TO DO >>
Could you copy every line in the listing below that has the word "smiling"?

RECORDED DATA >>
------

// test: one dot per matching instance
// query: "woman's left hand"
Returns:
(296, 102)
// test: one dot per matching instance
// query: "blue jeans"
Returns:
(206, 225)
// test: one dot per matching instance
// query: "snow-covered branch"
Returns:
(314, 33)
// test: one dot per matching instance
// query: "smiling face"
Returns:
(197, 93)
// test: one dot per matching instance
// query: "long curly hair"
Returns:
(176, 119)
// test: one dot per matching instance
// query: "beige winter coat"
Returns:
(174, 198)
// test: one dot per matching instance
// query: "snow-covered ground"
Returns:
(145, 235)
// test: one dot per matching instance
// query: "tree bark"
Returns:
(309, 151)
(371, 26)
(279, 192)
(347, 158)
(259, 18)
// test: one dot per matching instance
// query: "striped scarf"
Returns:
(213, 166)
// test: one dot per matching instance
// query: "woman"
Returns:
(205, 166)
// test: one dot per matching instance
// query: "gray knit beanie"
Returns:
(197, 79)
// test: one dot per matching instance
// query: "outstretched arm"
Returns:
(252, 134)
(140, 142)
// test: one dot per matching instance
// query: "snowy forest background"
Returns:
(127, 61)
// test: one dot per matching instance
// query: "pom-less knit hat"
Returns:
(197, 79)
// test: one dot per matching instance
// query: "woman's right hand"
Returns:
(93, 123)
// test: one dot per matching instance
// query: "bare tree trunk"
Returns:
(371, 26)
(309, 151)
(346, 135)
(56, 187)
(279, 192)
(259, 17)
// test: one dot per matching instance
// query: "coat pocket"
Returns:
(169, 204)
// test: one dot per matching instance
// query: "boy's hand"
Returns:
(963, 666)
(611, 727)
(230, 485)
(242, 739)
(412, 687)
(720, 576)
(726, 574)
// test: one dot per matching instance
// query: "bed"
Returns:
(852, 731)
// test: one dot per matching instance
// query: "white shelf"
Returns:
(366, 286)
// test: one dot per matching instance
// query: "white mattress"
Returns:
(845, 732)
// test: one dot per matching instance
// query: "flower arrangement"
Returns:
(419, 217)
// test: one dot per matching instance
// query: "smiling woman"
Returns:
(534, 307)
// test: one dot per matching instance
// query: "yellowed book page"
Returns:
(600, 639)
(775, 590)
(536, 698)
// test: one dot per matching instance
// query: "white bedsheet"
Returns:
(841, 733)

------

ANSWER SPACE >>
// query: "smiling face"
// query: "smiling woman"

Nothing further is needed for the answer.